Referring expression data
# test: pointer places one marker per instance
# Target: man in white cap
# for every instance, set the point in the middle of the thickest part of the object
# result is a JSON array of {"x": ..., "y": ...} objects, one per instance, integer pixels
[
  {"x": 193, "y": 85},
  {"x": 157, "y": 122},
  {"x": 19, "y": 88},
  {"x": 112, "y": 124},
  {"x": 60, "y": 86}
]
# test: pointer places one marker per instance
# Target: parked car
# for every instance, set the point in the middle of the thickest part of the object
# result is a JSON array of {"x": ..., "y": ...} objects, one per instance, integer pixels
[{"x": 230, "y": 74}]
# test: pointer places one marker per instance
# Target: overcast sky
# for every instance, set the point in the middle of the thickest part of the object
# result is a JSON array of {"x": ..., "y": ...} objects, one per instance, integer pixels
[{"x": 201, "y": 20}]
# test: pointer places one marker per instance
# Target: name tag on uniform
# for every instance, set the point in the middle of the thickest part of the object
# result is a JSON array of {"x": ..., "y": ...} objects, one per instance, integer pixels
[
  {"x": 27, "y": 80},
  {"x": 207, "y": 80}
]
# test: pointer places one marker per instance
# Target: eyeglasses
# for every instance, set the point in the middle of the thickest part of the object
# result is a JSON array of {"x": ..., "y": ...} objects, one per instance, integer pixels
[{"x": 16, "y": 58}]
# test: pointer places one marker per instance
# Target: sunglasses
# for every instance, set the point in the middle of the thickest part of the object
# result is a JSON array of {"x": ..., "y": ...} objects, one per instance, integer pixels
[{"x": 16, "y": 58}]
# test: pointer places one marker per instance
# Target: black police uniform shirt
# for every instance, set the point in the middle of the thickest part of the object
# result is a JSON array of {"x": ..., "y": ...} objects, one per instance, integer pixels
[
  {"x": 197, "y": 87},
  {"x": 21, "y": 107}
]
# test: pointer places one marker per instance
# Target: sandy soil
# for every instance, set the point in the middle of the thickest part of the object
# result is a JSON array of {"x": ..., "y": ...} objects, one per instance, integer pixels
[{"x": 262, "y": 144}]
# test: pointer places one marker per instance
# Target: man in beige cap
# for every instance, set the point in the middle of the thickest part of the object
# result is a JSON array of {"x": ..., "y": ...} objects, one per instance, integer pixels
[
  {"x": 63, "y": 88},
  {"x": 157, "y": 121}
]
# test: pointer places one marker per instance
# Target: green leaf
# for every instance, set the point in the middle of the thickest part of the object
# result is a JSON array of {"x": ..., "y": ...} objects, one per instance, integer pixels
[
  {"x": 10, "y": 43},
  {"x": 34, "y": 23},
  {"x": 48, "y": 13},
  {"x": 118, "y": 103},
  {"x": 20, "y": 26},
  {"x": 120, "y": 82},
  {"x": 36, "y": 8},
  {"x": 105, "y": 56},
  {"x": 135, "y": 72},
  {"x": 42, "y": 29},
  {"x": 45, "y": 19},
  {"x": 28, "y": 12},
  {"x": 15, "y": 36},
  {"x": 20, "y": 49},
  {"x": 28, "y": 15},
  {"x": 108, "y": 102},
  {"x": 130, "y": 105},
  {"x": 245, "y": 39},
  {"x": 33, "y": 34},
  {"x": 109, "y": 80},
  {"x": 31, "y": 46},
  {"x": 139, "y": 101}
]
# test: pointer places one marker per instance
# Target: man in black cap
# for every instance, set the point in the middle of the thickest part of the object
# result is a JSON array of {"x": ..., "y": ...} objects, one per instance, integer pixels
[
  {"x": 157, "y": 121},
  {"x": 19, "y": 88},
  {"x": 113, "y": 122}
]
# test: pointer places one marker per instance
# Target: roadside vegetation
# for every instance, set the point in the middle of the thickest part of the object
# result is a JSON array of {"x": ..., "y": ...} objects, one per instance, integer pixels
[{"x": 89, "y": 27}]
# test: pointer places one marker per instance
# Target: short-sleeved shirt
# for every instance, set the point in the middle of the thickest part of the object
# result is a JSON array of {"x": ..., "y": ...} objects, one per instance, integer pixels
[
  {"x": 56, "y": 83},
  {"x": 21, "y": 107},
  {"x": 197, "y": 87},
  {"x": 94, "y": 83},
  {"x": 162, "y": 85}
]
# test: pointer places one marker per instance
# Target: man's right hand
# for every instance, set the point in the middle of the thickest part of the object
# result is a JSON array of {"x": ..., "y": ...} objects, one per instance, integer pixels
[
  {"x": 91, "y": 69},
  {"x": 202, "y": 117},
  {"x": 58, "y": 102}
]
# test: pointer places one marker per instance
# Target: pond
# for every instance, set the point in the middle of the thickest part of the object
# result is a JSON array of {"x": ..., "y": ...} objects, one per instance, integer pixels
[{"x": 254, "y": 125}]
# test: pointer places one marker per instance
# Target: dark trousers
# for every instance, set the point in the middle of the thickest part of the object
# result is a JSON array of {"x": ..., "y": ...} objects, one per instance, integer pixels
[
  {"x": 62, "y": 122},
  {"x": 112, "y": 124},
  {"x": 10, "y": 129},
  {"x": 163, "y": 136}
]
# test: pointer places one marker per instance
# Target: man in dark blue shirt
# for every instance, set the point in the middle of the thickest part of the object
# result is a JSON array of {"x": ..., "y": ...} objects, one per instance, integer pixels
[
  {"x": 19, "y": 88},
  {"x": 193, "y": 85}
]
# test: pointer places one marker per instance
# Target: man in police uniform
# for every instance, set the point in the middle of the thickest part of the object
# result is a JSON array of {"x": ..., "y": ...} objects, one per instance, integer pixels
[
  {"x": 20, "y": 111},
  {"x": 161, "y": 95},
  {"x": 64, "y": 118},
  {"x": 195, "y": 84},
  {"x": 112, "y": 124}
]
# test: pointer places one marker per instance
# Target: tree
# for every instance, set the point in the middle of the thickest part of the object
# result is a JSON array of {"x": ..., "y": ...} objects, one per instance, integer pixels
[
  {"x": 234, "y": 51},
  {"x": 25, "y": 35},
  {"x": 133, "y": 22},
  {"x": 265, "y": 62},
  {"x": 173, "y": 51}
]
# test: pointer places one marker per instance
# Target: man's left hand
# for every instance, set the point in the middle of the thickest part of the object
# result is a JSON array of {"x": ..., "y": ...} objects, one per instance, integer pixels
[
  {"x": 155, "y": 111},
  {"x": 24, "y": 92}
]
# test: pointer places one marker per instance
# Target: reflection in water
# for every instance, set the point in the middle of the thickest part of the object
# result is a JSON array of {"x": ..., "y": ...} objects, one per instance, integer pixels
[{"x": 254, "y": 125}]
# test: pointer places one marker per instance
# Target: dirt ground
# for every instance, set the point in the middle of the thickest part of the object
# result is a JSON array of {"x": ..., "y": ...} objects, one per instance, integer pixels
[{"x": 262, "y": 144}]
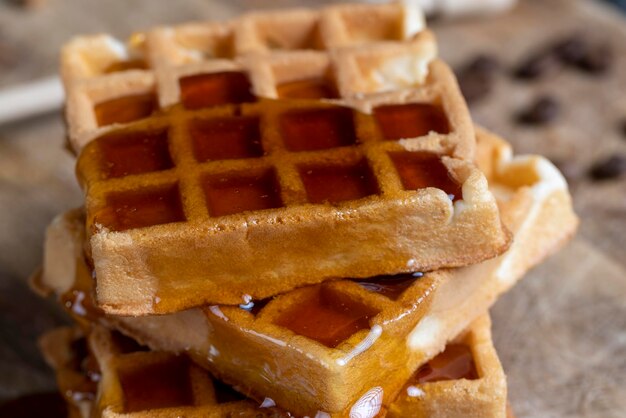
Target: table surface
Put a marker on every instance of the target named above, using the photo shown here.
(561, 333)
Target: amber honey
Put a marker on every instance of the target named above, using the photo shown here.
(389, 286)
(126, 109)
(410, 120)
(314, 88)
(207, 90)
(226, 138)
(327, 317)
(123, 154)
(316, 129)
(334, 184)
(157, 385)
(141, 208)
(419, 170)
(228, 194)
(455, 362)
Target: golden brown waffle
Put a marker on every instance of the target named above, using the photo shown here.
(190, 172)
(134, 382)
(466, 379)
(169, 232)
(338, 52)
(269, 346)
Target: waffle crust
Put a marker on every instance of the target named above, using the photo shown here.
(254, 148)
(476, 390)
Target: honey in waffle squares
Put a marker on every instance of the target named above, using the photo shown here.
(175, 221)
(203, 64)
(466, 379)
(128, 380)
(238, 158)
(402, 321)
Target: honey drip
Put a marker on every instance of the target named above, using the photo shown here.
(337, 184)
(327, 317)
(309, 130)
(227, 195)
(137, 209)
(315, 88)
(207, 90)
(119, 66)
(125, 109)
(419, 170)
(389, 286)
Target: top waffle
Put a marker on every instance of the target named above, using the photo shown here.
(223, 195)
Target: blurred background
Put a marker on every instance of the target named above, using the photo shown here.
(547, 75)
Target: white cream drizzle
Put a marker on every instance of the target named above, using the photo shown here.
(365, 344)
(215, 310)
(369, 405)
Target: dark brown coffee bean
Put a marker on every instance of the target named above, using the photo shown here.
(571, 49)
(609, 168)
(537, 65)
(543, 110)
(597, 59)
(476, 77)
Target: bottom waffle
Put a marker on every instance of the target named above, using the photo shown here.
(305, 373)
(116, 377)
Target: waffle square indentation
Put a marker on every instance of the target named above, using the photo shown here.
(156, 385)
(124, 154)
(327, 316)
(141, 208)
(391, 287)
(125, 109)
(316, 129)
(226, 138)
(312, 88)
(419, 170)
(214, 89)
(338, 183)
(231, 193)
(410, 120)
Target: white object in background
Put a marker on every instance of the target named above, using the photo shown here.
(38, 97)
(457, 8)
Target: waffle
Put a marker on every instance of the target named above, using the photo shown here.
(328, 53)
(340, 180)
(466, 379)
(269, 345)
(130, 381)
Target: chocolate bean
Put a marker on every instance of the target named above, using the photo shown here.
(542, 111)
(476, 77)
(536, 65)
(609, 168)
(598, 59)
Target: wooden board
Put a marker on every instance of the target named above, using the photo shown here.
(561, 333)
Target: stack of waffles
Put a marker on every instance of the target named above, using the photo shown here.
(287, 214)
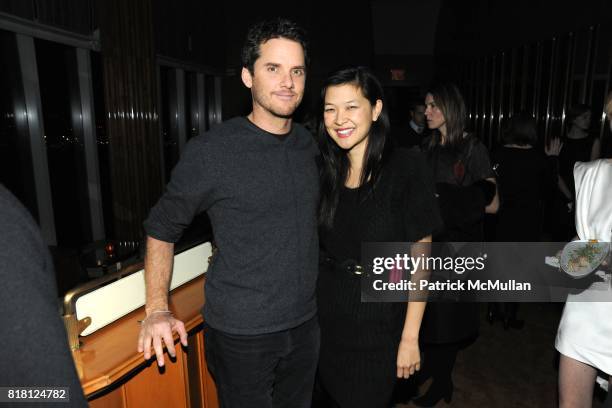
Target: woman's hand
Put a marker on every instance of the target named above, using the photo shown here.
(408, 358)
(553, 147)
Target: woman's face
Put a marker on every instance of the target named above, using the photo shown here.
(348, 116)
(583, 121)
(435, 117)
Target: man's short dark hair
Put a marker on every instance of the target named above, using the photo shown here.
(267, 30)
(520, 130)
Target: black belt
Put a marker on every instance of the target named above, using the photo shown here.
(349, 265)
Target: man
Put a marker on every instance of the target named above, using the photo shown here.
(35, 351)
(257, 178)
(412, 135)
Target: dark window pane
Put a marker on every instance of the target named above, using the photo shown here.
(63, 134)
(169, 119)
(15, 159)
(191, 104)
(102, 143)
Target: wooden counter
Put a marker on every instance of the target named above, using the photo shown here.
(114, 374)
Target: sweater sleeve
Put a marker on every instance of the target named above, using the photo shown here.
(421, 215)
(189, 192)
(34, 350)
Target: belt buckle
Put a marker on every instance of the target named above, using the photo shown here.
(356, 269)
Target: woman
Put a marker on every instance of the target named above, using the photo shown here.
(368, 194)
(584, 338)
(466, 190)
(526, 177)
(579, 146)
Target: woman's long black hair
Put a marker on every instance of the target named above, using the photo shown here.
(335, 163)
(449, 100)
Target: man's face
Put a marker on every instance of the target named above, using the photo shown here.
(418, 115)
(278, 78)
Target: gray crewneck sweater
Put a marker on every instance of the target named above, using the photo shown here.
(261, 193)
(29, 319)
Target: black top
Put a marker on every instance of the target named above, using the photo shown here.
(462, 207)
(461, 204)
(359, 340)
(525, 178)
(261, 193)
(35, 352)
(574, 150)
(402, 208)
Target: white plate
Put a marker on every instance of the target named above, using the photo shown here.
(570, 261)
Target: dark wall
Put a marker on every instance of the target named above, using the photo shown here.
(340, 34)
(190, 30)
(71, 15)
(481, 27)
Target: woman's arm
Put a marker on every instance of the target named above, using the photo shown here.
(408, 354)
(596, 150)
(493, 206)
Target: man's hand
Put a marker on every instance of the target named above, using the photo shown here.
(158, 327)
(408, 358)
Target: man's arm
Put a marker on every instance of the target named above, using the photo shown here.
(493, 206)
(159, 322)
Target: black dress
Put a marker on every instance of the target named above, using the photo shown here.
(526, 178)
(359, 341)
(462, 207)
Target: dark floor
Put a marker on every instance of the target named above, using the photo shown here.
(513, 368)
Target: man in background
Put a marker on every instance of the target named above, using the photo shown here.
(35, 351)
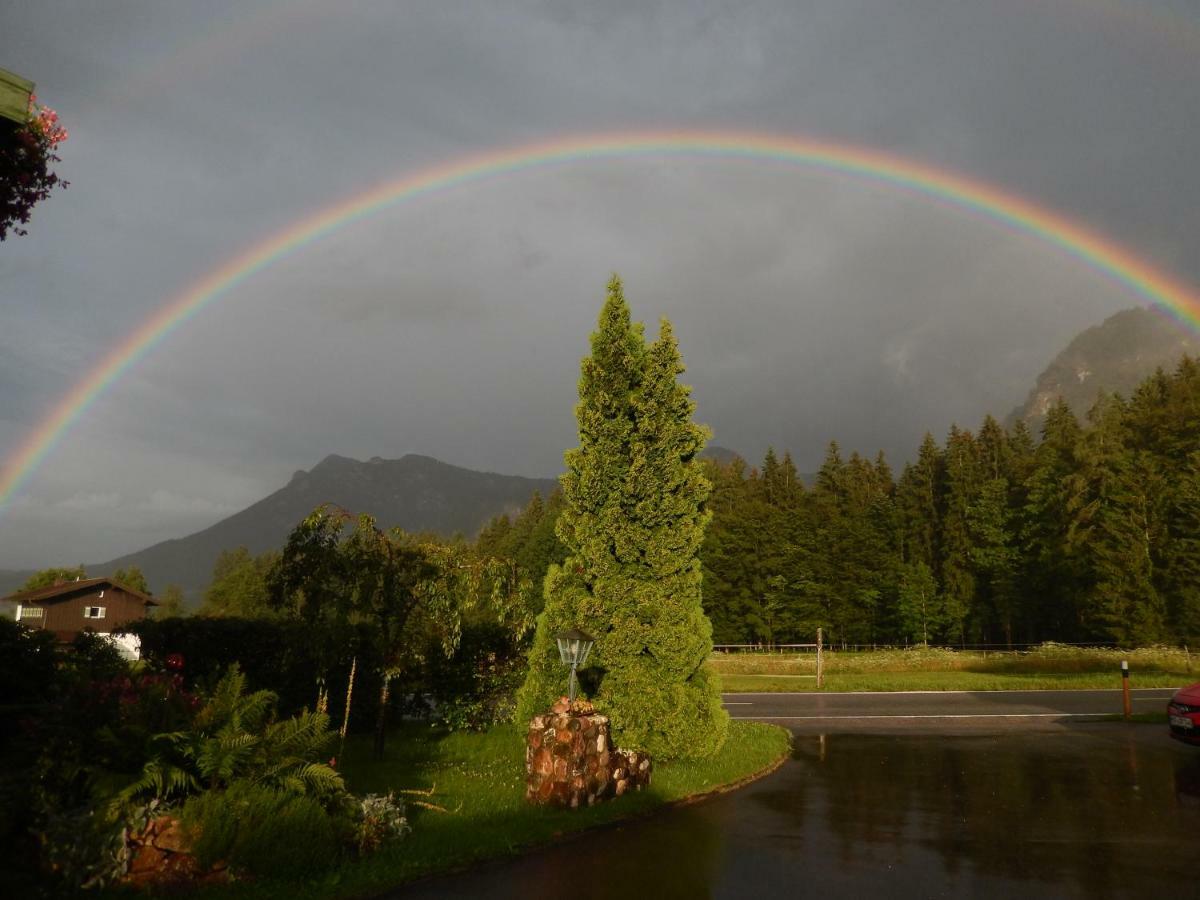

What is needed
"background" is the word to look for; copy every line of the data that has it.

Response
Target: blurred background
Target: white object in background
Target: man in background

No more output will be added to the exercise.